--- start TEXT TO READ ---
Drift Correction by Gaussian Kernel Smoothing — correct_drift

Performs drift correction for run-order effects within or across batches using Gaussian kernel smoothing, as detailed in Teo et al. (2020). The Gaussian kernel estimates the local data trend, with bandwidth defined by the kernel_size parameter. This smoothing approach is mostly used with study samples and should only be applied to datasets with sufficiently randomized or stratified samples to avoid local biases and artifacts. The smoothing can be applied to concentration, norm_intensity, and intensity data.

Corrections can be applied on a batch-by-batch basis (batch_wise = TRUE, default) or across all batches (batch_wise = FALSE). The correction can either replace existing drift or batch corrections (replace_previous = TRUE, default) or applied on top of existing corrections (replace_previous = FALSE`).

Drift correction can be applied to all features (conditional_correction = FALSE) or conditionally, based on whether the sample CV difference before and after correction is below a defined threshold (cv_diff_threshold). The conditional correction is applied separately for each batch if batch_wise = TRUE, .

It is recommended to visually inspect the correction using the plot_runscatter() function. Set the argument recalc_trend_after = TRUE so that the trends after correction are also available for plotting. For further details, refer to the description of plot_runscatter(). This will double the processing time.
--- end TEXT TO READ ---
▶ DO THIS:
Answer these questions using the drift correction text:
(a) Which parameter defines the bandwidth of the Gaussian kernel?
(b) Which three kinds of data can the smoothing be applied to?
(c) Which function is recommended for visually inspecting the correction?
The data after this point come from a separate source.
--- start RECORD SET ---
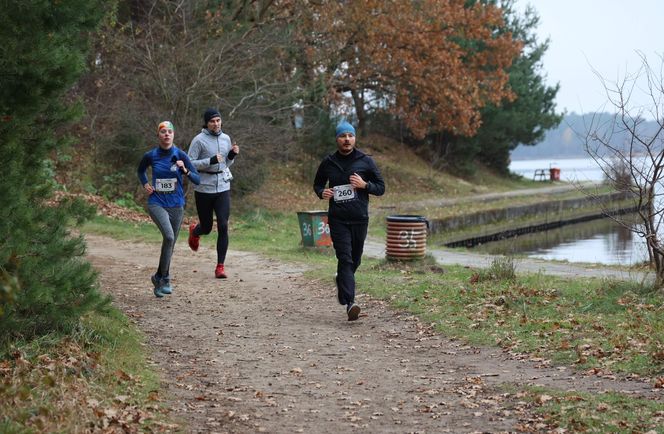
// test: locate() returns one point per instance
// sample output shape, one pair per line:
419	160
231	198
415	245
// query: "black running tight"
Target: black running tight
--- end RECORD SET ---
▶ EXERCISE RESPONSE:
(a) kernel_size
(b) Concentration, norm_intensity, and intensity data
(c) plot_runscatter()